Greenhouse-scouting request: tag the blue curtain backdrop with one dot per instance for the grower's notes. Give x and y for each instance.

+++

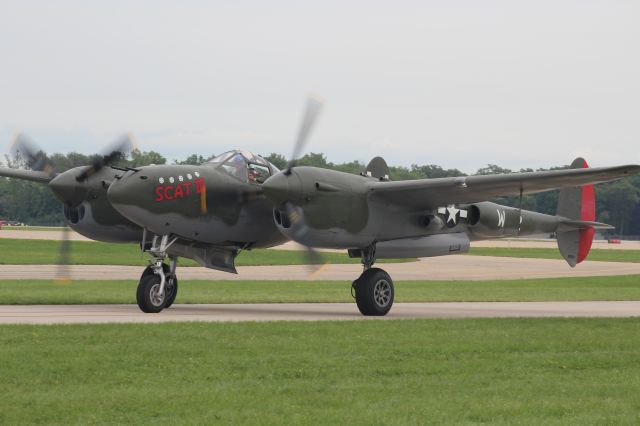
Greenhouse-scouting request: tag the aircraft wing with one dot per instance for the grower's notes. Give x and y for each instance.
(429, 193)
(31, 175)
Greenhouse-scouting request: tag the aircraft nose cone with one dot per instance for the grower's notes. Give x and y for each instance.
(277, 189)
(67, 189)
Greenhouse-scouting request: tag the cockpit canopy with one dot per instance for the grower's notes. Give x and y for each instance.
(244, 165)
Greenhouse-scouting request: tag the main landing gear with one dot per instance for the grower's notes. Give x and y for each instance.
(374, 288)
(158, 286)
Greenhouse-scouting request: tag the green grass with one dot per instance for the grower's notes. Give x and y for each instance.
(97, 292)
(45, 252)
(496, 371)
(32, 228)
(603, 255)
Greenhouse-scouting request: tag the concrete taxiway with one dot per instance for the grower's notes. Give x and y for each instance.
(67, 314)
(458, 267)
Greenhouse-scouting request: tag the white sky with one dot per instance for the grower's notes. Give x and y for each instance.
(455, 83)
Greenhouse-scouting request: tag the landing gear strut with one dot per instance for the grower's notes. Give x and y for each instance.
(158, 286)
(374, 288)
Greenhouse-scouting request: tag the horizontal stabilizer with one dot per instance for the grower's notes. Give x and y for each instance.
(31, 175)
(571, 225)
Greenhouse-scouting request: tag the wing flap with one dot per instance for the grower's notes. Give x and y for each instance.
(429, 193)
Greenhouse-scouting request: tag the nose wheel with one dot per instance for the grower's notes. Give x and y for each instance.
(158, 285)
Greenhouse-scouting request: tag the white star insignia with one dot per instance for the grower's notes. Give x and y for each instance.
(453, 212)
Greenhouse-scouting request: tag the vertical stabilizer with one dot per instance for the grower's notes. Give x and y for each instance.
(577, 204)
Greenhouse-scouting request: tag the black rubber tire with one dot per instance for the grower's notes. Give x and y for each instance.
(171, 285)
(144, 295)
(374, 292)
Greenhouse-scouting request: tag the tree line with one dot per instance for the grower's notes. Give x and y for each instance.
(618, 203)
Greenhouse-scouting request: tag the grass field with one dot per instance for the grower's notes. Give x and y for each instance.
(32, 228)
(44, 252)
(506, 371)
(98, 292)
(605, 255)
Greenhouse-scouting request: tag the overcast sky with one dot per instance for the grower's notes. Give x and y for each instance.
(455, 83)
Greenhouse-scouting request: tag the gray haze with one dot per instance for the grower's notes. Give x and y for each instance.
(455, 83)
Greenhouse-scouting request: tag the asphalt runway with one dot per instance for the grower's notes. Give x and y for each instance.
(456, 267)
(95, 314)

+++

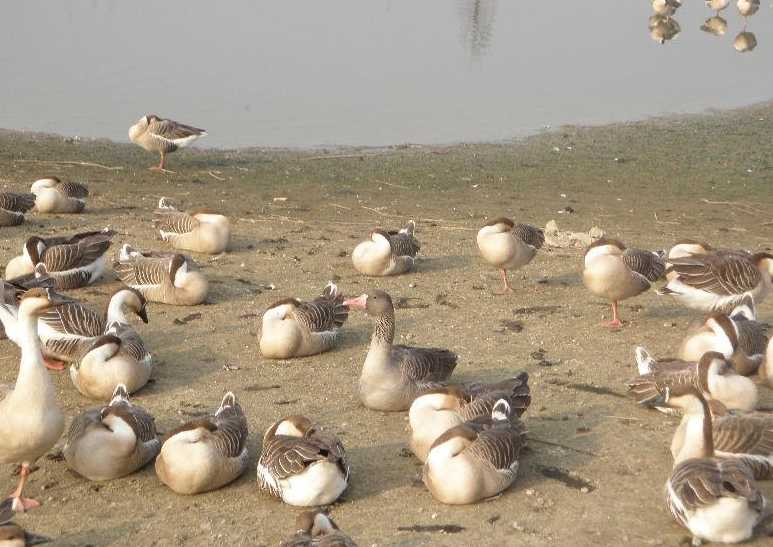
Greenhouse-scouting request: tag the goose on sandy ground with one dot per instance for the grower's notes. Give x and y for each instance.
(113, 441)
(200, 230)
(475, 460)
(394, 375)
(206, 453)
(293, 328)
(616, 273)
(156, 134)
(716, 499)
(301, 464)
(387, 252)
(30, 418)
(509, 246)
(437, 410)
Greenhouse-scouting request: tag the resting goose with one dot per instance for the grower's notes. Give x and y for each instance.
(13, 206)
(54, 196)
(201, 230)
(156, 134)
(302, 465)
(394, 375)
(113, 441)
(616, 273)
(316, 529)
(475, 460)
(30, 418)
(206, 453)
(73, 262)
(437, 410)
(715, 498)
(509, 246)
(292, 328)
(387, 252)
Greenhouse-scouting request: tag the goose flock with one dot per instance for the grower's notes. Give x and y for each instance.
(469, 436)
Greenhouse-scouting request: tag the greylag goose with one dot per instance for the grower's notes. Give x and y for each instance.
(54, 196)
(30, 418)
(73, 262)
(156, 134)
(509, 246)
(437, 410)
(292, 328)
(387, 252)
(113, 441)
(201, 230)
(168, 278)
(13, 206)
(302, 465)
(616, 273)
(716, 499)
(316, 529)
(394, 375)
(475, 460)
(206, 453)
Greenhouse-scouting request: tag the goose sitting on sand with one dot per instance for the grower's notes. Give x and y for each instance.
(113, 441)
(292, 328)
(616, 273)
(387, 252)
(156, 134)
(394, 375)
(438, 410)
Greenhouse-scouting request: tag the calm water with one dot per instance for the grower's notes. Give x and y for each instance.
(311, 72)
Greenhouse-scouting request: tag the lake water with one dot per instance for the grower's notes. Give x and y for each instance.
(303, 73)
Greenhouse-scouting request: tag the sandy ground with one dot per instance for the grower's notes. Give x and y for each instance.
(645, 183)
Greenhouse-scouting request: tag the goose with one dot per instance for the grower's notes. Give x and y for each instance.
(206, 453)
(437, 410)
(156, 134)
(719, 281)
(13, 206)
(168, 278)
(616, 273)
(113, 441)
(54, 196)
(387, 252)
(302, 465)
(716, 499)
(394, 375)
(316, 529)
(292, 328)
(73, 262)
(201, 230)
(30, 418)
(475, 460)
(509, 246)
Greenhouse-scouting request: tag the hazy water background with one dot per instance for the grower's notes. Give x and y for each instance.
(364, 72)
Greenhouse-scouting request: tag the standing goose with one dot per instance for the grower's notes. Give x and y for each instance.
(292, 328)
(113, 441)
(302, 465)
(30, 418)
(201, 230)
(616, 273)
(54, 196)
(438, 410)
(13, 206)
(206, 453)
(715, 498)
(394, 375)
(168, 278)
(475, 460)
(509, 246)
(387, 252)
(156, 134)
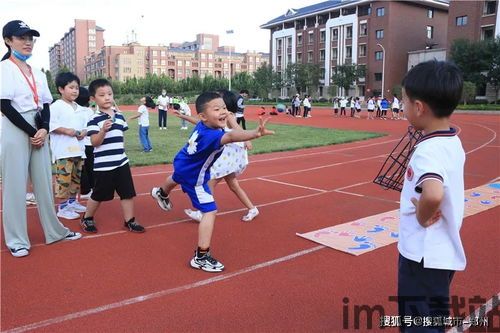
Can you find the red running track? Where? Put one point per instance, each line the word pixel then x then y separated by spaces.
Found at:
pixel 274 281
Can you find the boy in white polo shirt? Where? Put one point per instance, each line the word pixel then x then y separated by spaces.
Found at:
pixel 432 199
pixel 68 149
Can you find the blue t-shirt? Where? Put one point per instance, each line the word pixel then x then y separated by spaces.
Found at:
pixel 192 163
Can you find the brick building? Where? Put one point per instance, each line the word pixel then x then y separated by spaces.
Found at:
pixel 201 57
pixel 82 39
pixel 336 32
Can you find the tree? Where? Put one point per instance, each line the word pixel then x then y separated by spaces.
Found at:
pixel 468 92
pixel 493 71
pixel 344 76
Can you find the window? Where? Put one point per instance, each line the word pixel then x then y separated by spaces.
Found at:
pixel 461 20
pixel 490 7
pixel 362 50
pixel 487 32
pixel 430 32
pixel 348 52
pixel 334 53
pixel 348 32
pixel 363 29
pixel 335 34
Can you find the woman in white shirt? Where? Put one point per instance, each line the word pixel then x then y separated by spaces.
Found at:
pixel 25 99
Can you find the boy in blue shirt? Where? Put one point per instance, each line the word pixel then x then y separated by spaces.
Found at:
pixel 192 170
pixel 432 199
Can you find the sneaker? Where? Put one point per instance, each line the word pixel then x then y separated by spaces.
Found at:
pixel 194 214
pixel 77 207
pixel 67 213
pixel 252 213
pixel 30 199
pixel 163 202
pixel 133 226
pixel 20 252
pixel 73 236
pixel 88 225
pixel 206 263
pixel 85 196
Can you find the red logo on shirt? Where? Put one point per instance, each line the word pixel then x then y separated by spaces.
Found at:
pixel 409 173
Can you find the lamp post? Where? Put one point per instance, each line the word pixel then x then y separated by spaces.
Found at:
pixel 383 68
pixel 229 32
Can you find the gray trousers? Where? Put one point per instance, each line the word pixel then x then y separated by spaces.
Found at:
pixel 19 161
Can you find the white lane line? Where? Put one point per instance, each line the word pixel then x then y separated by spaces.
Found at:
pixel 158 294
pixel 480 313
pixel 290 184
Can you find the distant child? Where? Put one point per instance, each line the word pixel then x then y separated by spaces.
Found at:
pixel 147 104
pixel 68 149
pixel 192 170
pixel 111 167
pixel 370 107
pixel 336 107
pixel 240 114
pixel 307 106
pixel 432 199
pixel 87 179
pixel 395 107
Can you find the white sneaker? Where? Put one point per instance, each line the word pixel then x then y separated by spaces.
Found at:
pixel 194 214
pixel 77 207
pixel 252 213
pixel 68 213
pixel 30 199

+++

= Aim of the task =
Find the string "blue" in the records, then copy each line where it occurs.

= Result below =
Greenhouse-scouting request: tag the blue curtain backdrop with one dot per instance for the grower's notes. Give x and y for each instance.
Can you find the blue t-shirt? Where? Put one point per instance, each line the word pixel then x then y separated by spaces.
Can you find the boy in blue shirt? Where? Put one point per instance, each line the word pixel then x then y separated by spaces.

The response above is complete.